== Aim of the exercise ==
Exactly as written, transcribe the lines that run from the one containing "Please identify the red brake" to the end of the records below.
==============================
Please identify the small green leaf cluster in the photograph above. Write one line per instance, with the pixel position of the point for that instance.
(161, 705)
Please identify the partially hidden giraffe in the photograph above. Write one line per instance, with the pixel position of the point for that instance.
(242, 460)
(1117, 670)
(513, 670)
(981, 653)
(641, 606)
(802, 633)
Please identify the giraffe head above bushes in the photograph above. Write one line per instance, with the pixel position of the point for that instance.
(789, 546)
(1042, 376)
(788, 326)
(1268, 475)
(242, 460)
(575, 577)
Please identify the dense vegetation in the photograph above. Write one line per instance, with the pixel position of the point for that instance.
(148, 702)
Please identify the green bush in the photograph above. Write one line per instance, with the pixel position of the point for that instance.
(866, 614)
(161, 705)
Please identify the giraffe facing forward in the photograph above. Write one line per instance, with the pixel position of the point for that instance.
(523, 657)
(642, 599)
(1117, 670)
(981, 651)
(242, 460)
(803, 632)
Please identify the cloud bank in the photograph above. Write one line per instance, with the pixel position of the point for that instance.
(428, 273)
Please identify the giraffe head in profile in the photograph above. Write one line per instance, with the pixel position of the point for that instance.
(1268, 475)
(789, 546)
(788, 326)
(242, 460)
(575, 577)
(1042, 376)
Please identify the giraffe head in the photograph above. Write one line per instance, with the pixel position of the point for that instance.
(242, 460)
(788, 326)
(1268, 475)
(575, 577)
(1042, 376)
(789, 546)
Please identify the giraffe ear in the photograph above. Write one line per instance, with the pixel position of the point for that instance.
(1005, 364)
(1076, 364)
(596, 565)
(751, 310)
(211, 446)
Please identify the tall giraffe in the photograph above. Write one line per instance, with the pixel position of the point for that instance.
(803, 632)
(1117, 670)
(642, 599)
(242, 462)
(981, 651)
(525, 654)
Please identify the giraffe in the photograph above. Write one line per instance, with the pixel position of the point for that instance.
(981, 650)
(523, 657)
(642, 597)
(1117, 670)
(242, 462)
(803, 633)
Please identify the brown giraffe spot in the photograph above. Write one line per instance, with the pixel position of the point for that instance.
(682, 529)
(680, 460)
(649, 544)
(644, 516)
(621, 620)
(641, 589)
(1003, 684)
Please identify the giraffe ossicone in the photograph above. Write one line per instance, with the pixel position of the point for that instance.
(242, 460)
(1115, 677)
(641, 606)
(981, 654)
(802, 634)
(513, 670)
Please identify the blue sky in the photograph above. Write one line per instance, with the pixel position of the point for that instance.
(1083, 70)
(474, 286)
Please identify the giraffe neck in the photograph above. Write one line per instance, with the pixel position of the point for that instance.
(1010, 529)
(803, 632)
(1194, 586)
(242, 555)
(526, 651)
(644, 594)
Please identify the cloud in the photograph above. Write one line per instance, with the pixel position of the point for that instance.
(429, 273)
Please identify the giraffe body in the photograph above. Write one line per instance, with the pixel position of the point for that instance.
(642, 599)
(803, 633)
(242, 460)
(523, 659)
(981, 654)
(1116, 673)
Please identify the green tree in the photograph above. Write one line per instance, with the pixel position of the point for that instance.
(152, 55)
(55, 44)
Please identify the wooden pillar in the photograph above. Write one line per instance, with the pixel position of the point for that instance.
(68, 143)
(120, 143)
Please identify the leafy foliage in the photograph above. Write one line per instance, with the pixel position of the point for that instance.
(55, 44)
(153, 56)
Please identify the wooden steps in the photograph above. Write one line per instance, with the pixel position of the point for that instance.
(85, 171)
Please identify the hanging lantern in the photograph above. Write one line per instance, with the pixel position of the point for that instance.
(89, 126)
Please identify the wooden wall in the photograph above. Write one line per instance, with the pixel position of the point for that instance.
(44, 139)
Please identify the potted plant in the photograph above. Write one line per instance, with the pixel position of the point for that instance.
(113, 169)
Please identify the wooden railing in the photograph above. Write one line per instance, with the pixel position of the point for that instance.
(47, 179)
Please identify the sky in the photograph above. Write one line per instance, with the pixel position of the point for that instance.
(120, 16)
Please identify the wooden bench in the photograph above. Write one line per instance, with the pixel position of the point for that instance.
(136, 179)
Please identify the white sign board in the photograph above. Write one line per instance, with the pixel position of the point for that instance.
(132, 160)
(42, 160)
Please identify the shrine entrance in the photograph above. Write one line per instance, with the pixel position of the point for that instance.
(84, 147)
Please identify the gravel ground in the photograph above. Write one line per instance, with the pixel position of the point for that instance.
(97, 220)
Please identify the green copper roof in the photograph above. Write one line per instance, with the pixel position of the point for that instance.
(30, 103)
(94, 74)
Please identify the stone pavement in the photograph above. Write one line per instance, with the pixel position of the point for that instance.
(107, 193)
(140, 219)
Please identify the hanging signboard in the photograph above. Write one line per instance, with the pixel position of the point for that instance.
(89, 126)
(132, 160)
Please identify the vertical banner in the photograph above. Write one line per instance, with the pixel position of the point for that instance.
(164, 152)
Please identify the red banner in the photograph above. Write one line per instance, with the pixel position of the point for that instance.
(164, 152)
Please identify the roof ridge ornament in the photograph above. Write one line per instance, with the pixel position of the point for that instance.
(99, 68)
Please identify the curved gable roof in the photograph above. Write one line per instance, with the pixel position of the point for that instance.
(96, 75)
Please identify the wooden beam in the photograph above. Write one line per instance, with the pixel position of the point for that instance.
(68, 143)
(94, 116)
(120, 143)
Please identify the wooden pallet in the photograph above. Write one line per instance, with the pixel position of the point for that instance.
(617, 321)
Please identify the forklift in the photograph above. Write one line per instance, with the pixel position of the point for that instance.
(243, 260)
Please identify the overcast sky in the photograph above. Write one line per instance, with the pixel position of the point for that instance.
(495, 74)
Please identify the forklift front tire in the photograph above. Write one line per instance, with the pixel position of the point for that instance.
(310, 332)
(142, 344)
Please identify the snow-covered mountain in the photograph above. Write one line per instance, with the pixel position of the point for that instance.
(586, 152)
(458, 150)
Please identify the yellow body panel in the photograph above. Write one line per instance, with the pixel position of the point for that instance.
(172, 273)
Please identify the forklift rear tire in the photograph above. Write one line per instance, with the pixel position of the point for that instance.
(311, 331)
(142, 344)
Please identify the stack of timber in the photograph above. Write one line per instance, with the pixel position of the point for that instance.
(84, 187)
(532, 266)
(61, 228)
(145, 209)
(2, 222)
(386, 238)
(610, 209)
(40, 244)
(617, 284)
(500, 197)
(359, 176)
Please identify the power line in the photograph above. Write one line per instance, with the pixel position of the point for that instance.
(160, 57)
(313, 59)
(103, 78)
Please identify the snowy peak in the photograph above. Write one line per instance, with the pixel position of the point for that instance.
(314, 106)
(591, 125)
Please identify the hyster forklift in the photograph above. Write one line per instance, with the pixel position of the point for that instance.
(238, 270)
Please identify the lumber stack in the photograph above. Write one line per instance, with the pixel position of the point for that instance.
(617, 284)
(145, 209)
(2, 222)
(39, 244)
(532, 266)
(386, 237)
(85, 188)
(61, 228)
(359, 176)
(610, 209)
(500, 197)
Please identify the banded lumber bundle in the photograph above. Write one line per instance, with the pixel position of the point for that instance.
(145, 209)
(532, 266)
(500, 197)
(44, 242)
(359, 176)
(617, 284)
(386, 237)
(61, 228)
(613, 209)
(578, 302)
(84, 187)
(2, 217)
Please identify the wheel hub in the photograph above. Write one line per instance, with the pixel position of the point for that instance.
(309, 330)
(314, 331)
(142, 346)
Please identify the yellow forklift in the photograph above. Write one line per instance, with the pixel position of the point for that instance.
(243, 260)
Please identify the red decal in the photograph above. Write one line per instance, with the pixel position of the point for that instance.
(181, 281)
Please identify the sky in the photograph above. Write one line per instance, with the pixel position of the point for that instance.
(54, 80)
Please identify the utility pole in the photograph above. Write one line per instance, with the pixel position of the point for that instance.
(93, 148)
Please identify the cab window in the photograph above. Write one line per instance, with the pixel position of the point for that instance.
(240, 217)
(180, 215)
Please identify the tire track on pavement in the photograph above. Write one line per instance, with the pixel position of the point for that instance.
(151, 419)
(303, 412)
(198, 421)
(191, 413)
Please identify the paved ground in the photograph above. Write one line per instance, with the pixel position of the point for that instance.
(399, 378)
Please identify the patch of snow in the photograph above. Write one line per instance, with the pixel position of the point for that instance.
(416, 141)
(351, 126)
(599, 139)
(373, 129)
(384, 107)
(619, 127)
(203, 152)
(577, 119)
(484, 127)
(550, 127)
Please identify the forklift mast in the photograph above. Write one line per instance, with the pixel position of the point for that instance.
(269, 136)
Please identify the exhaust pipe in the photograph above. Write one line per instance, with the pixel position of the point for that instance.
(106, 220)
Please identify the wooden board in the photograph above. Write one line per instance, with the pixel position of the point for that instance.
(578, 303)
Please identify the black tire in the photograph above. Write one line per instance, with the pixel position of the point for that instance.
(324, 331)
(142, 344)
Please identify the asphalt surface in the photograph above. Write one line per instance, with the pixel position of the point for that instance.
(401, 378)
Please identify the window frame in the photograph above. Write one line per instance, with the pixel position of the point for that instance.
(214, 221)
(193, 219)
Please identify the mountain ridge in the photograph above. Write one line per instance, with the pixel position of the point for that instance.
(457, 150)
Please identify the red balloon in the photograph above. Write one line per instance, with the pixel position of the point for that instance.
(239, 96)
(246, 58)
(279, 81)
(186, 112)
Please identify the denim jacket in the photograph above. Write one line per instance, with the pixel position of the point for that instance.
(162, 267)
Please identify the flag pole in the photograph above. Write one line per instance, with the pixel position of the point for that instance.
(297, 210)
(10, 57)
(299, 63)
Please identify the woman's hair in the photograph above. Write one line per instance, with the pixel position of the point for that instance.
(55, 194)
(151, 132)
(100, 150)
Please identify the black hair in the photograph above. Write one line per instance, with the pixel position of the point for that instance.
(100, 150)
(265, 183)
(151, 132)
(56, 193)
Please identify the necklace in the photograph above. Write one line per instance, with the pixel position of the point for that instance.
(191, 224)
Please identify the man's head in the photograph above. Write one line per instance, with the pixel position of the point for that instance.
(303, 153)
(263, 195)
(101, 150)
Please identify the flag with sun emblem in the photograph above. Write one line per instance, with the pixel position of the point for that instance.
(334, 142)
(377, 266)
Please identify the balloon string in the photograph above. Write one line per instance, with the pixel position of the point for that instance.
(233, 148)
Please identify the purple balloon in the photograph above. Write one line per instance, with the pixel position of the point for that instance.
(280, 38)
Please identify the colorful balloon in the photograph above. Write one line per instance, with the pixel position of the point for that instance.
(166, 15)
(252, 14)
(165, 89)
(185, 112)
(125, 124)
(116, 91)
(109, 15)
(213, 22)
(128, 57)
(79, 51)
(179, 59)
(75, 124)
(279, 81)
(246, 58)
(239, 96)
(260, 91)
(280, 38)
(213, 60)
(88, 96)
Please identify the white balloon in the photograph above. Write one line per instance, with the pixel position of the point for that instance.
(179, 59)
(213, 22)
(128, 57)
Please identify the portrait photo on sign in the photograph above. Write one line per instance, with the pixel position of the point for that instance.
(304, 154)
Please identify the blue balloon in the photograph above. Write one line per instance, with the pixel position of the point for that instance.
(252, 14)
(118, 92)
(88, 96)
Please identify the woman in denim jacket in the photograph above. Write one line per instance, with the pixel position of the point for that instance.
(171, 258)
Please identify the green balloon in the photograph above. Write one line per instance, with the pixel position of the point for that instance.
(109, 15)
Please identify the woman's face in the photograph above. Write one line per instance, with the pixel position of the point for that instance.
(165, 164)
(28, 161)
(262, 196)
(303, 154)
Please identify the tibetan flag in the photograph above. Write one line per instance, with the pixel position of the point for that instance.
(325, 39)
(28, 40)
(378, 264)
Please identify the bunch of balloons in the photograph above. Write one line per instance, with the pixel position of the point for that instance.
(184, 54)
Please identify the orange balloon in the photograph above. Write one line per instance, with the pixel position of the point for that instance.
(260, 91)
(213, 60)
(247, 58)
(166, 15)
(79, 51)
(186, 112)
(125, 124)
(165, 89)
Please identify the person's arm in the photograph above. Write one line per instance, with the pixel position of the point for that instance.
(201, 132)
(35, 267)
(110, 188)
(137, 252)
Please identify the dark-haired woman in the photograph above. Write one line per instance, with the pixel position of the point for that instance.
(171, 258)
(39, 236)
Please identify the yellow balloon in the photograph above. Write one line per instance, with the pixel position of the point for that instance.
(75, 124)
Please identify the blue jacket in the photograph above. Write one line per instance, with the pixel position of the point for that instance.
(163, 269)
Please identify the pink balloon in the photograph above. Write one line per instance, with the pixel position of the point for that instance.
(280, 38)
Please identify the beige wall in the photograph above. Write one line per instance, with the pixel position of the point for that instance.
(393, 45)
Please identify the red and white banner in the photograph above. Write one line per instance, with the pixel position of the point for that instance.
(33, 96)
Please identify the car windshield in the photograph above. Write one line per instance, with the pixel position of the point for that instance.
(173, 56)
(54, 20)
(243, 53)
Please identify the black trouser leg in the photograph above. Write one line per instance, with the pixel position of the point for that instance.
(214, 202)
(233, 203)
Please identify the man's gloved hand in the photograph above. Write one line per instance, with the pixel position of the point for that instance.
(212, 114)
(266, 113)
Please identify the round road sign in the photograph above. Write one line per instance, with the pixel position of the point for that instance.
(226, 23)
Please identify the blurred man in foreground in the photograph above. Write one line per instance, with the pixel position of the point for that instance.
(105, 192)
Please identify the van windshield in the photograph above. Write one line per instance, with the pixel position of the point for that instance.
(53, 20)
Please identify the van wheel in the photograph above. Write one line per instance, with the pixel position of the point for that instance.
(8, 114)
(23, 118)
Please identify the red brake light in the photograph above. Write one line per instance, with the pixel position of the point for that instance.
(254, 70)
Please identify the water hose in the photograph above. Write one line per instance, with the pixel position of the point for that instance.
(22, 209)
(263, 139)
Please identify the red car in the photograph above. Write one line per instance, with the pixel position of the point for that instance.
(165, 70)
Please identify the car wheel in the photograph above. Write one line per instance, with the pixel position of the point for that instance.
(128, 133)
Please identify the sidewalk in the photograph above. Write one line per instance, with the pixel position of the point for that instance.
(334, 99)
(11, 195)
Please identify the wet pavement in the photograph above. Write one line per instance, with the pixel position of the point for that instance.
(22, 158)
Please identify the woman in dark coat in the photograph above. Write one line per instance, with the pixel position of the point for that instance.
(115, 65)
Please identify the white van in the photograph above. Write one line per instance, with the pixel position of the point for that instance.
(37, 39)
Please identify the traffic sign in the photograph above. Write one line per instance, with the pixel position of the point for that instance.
==============================
== Full response ==
Please identify the red brake light in the photograph above. Write one line per instance, with the pixel position of the point for that instance.
(254, 70)
Please identify the water hose in the photograph above. Write one line per instance, with the pixel position of the point for that instance.
(22, 209)
(263, 139)
Please identify the red car in the photograph above. Write one line per instance, with the pixel position of the point for that instance.
(165, 70)
Please identify the car wheel in the photograph above. Write one line per instance, with the pixel position of the point for that instance.
(128, 133)
Please identify the sidewalk in the photograph above. Write one line per instance, with the pixel position of the point for that instance.
(334, 99)
(11, 195)
Please identify the wet pavement in the photograph above. Write one line per instance, with the pixel position of the point for that instance.
(22, 158)
Please identify the woman in dark coat in the photograph above. Write one line per instance, with the pixel position of the point for that instance.
(115, 65)
Please identify the white van in the photograph above. Write one line per instance, with the pixel position of the point for that instance.
(37, 39)
Please identify the traffic sign in the photograph above. Write one line per instance, with the pixel position of the point for that instance.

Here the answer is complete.